_Work task_
Reproduce every record exactly as written.

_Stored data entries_
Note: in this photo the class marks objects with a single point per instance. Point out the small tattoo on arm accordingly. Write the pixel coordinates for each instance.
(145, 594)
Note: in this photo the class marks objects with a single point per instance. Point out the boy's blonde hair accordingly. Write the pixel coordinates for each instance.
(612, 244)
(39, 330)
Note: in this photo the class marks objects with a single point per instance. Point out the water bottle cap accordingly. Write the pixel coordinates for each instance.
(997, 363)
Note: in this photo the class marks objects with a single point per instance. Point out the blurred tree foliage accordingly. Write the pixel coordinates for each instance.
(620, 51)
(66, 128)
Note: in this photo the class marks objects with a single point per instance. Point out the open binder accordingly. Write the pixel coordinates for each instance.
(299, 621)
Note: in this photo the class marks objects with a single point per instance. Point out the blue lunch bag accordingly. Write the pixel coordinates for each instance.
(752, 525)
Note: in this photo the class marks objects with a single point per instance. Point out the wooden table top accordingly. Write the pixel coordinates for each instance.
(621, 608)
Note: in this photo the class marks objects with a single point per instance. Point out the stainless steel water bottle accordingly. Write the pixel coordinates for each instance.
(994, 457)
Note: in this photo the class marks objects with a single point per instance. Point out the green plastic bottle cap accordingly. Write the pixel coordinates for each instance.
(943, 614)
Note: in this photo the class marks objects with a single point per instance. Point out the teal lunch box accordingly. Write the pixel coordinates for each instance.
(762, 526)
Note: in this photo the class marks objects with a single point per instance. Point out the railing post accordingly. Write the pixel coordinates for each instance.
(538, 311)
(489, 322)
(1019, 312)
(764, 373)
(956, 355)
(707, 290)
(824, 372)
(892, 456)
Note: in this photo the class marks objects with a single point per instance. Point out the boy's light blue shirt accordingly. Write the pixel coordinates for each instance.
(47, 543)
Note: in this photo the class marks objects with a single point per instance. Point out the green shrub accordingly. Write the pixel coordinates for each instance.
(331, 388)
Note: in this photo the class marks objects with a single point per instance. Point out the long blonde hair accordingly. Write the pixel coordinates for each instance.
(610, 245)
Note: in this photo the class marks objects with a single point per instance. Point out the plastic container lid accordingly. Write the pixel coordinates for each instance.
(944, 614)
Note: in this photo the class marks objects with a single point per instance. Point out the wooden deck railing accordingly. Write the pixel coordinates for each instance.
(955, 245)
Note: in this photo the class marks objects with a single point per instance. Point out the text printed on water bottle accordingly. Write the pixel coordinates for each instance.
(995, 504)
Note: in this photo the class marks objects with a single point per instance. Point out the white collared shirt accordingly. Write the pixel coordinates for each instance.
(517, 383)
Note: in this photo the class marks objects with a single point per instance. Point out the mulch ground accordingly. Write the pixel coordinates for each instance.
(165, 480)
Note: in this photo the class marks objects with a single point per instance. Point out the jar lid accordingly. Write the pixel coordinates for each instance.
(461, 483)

_Final answer_
Note: in this photo the class marks objects with a single point per instance. Point out the small tattoo on arm accordingly. Write the pixel coordinates for each instance.
(145, 594)
Note: in this photo the class marks objects with a single point per instance. Point out the boy's blonde hair accordingly. Write the pixel coordinates for each instance.
(612, 244)
(39, 330)
Note: in this photo the class marks objects with a single point per instance. Point out the water bottle cap accordingly. Write the pixel coordinates for each instance.
(997, 363)
Note: in this photo the class marks objects with a single point per instance. Point out the blurred tree foliage accordingly. Write the pixel coordinates for each instance.
(620, 51)
(66, 128)
Note: in this photo the class marks objects with a single point per instance. Point out the open binder accordingly. Write the pixel coordinates for each instance.
(299, 621)
Note: in this photo the class marks objects with a single point per instance. Point out the blue lunch bag accordingly. Write the pixel coordinates for each instance.
(752, 525)
Note: in this photo the class marks objects with a single point per instance. Point out the wooden table top accordingly. Write the pixel coordinates for each instance.
(621, 608)
Note: in this photo the class marks objects with a single point per instance. Point out the stainless steel water bottle accordingly. Write the pixel coordinates for each instance.
(994, 457)
Note: in this photo the class marks objects with a single point per instance. Point out the green plastic bottle cap accordingly. Write the pixel coordinates for each instance.
(943, 614)
Note: in this photo the class marks objects with a single point per instance. Point out the teal lunch box accordingly. Write the pixel coordinates for each instance.
(762, 526)
Note: in this photo the class marks objects with a single point per instance. Point out the railing post accordingly. Write the pixel coordinates for each instance.
(538, 311)
(489, 322)
(1019, 312)
(764, 373)
(956, 355)
(707, 290)
(824, 372)
(892, 456)
Note: in this photo the class marks objects with a single point per instance. Point out the boy's light blue shirt accordingly. Write the pixel coordinates for each instance.
(47, 543)
Note: in this photo the class marks objects with a single point per instance. Point out the green shrub accordingly. Write the pixel coordinates for each instance.
(331, 388)
Note: in this photo the class marks objects with a single point per instance. Point out the long blonde hair accordingly. Write the pixel coordinates for each instance.
(610, 245)
Note: in this photo the class marks objects with a single point per instance. Point out the plastic container lid accordingly. Write the pixel coordinates for each instance.
(944, 614)
Note: in this photo the class marks objects with a single point per instance. Point out the wooden deck railing accordingly. Write the pixel coordinates for each instance.
(955, 245)
Note: in this photo the class marks objects with a single point per instance. Point out the text printed on water bottle accordingly. Write the pixel coordinates for each instance.
(995, 504)
Note: in this photo the class marks objects with a single point per instance. Point out the white collared shirt accordingly. Write the pixel coordinates for each instance.
(517, 383)
Note: in this photo the class marks objects with a single point per instance. Point out the mulch ground accordingly. Write the pixel coordinates for each instance.
(165, 480)
Note: in this photo the class marks objects with a single point per instance. Point out the jar lid accordingly. Write the pixel coordinates for each instance.
(461, 483)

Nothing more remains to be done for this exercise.